**WORK TASK:** Find every line in the records that contains the word "positive" and copy each of those lines.

++++ TASK DATA

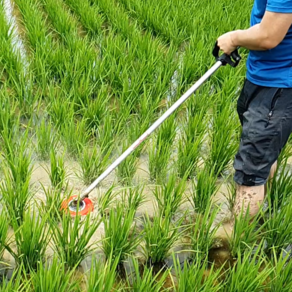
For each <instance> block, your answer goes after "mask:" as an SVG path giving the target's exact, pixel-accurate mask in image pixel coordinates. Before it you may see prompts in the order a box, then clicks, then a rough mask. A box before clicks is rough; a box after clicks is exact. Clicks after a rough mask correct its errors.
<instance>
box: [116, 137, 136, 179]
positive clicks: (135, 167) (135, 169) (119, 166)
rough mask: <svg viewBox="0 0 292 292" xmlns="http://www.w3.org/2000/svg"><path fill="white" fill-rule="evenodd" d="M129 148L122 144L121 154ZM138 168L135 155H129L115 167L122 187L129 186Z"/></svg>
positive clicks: (126, 146)
mask: <svg viewBox="0 0 292 292" xmlns="http://www.w3.org/2000/svg"><path fill="white" fill-rule="evenodd" d="M128 147H129V145H128V143H127V142H123V146H122V152H124V151H125V150H126V149H127V148H128ZM137 167H138V158H137V157H136V156H135V155H129V156H128V157H127V158H126V159H125V160H124V161H122V162H121V163H120V164H119V166H118V167H117V176H118V178H119V180H120V182H121V183H122V184H123V185H131V183H132V180H133V178H134V175H135V173H136V171H137Z"/></svg>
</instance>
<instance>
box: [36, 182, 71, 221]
mask: <svg viewBox="0 0 292 292" xmlns="http://www.w3.org/2000/svg"><path fill="white" fill-rule="evenodd" d="M42 189H43V191H44V194H45V197H46V202H45V203H43V205H42V206H41V208H42V210H43V212H44V213H48V214H50V217H51V218H54V219H56V220H58V219H59V214H60V210H61V207H62V202H63V197H64V195H65V196H66V197H70V196H71V195H72V190H69V189H68V183H67V184H66V185H65V186H64V190H61V189H60V188H55V187H49V188H46V187H45V186H43V185H42Z"/></svg>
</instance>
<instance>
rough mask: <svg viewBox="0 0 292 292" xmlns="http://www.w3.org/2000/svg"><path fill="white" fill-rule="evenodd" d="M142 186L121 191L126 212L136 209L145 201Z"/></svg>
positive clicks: (122, 199)
mask: <svg viewBox="0 0 292 292" xmlns="http://www.w3.org/2000/svg"><path fill="white" fill-rule="evenodd" d="M143 191H144V186H137V187H130V188H126V189H124V190H122V201H123V203H124V206H125V208H127V209H128V210H130V209H134V210H135V211H137V209H138V208H139V207H140V206H141V205H142V204H143V203H144V202H145V201H146V197H145V195H144V194H143Z"/></svg>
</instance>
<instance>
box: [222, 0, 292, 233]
mask: <svg viewBox="0 0 292 292" xmlns="http://www.w3.org/2000/svg"><path fill="white" fill-rule="evenodd" d="M217 42H218V46H219V48H220V50H221V51H223V52H224V53H225V54H227V55H230V54H231V52H233V51H234V50H235V49H236V48H237V47H242V48H246V49H248V50H249V56H248V60H247V63H246V67H247V74H246V78H245V81H244V85H243V88H242V90H241V94H240V96H239V98H238V101H237V113H238V116H239V119H240V123H241V126H242V136H241V140H240V145H239V149H238V152H237V154H236V156H235V159H234V169H235V175H234V180H235V183H236V201H235V206H234V214H235V216H239V215H240V213H241V212H242V211H243V213H244V214H245V213H246V212H247V209H248V206H249V208H250V209H249V213H250V215H251V216H254V215H255V214H257V213H258V211H259V206H260V205H261V204H262V202H263V200H264V197H265V185H266V183H267V180H268V179H269V177H270V178H272V177H273V175H274V172H275V169H276V166H277V159H278V156H279V154H280V152H281V150H282V149H283V147H284V146H285V144H286V143H287V141H288V138H289V136H290V134H291V132H292V0H255V1H254V5H253V8H252V12H251V21H250V28H248V29H246V30H235V31H230V32H228V33H225V34H223V35H221V36H220V37H219V38H218V39H217ZM232 225H233V223H232ZM231 229H232V228H231ZM226 232H227V233H230V232H232V230H226Z"/></svg>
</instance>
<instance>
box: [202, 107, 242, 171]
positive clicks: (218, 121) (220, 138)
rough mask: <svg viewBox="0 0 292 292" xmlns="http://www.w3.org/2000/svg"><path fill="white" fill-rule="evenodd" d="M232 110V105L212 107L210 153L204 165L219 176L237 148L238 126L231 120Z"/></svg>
mask: <svg viewBox="0 0 292 292" xmlns="http://www.w3.org/2000/svg"><path fill="white" fill-rule="evenodd" d="M233 111H234V109H233V106H232V103H226V101H224V103H223V102H222V105H220V104H217V105H214V116H213V122H212V128H211V133H210V153H209V156H208V158H207V160H206V164H207V165H208V166H209V167H210V168H214V173H215V174H216V175H217V176H221V175H222V174H223V172H224V171H225V170H226V169H227V168H228V166H229V163H230V161H232V160H233V157H234V155H235V153H236V150H237V147H238V142H237V141H238V133H237V129H238V125H237V124H236V123H235V122H234V120H235V119H233V118H231V117H232V113H233Z"/></svg>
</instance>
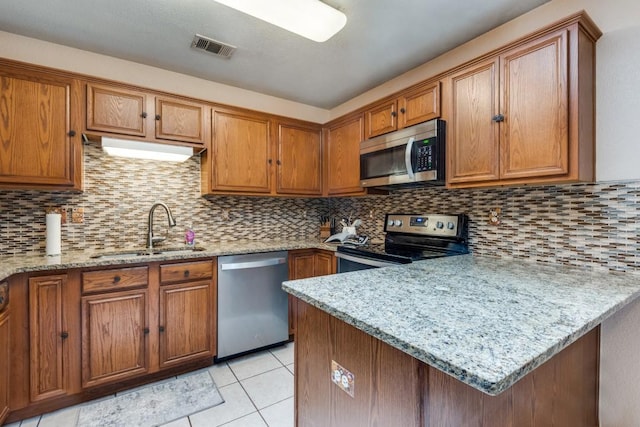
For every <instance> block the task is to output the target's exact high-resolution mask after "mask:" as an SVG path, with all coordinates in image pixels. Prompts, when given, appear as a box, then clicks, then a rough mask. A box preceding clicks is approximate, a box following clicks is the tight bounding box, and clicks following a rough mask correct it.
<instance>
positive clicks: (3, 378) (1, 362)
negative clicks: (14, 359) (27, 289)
mask: <svg viewBox="0 0 640 427" xmlns="http://www.w3.org/2000/svg"><path fill="white" fill-rule="evenodd" d="M10 350H11V342H10V341H9V311H8V310H5V311H4V312H2V313H0V425H2V423H3V422H4V420H5V419H6V418H7V415H8V414H9V376H10V372H9V357H10V356H9V354H10Z"/></svg>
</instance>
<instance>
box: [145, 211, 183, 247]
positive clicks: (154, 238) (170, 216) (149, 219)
mask: <svg viewBox="0 0 640 427" xmlns="http://www.w3.org/2000/svg"><path fill="white" fill-rule="evenodd" d="M158 206H162V207H163V208H164V210H165V211H167V217H168V218H169V227H175V226H176V220H175V219H173V215H172V214H171V209H169V206H167V205H166V204H164V203H162V202H156V203H154V204H153V206H151V209H149V223H148V227H149V234H148V236H147V249H153V244H154V243H159V242H162V241H163V240H164V239H165V238H164V237H153V211H154V210H156V208H157V207H158Z"/></svg>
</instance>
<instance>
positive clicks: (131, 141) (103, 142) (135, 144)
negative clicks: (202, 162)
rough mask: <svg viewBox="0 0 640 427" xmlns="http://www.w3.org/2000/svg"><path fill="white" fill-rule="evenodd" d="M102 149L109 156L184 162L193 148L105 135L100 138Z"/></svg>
mask: <svg viewBox="0 0 640 427" xmlns="http://www.w3.org/2000/svg"><path fill="white" fill-rule="evenodd" d="M102 150H103V151H104V152H105V153H107V154H109V155H110V156H118V157H130V158H134V159H147V160H162V161H166V162H184V161H185V160H187V159H188V158H189V157H191V156H192V155H193V148H191V147H181V146H178V145H165V144H156V143H153V142H141V141H129V140H124V139H114V138H107V137H103V138H102Z"/></svg>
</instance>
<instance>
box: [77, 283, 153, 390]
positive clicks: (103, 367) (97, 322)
mask: <svg viewBox="0 0 640 427" xmlns="http://www.w3.org/2000/svg"><path fill="white" fill-rule="evenodd" d="M148 300H149V297H148V292H147V290H146V289H142V290H134V291H123V292H115V293H108V294H98V295H91V296H87V297H82V387H93V386H96V385H100V384H105V383H109V382H112V381H117V380H122V379H125V378H128V377H131V376H136V375H140V374H144V373H145V372H147V371H148V370H149V345H148V340H147V335H148V333H149V326H148V325H149V319H148Z"/></svg>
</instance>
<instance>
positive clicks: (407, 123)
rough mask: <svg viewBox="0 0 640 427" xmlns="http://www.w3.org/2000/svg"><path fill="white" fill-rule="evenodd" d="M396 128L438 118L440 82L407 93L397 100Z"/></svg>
mask: <svg viewBox="0 0 640 427" xmlns="http://www.w3.org/2000/svg"><path fill="white" fill-rule="evenodd" d="M398 108H399V110H400V111H399V114H398V128H404V127H407V126H412V125H416V124H418V123H422V122H426V121H427V120H431V119H435V118H437V117H440V82H436V83H434V84H431V85H428V86H427V87H421V88H419V89H416V90H415V91H412V92H409V93H407V94H405V95H404V96H402V97H400V99H399V100H398Z"/></svg>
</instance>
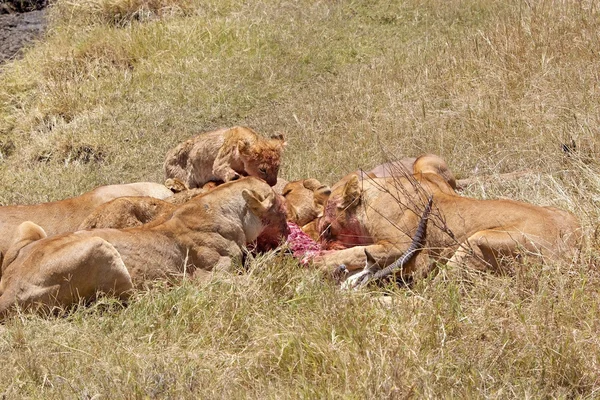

++++++++

**EXERCISE ANSWER:**
positive clicks: (135, 167) (135, 169) (119, 166)
positive clicks: (126, 146)
positive clicks: (122, 199)
positive clicks: (218, 121) (220, 138)
positive clicks: (3, 378) (1, 362)
positive clicks: (154, 238) (170, 216) (149, 219)
positive clicks: (131, 141) (103, 142) (135, 144)
positive clicks: (103, 367) (97, 322)
positive clicks: (407, 123)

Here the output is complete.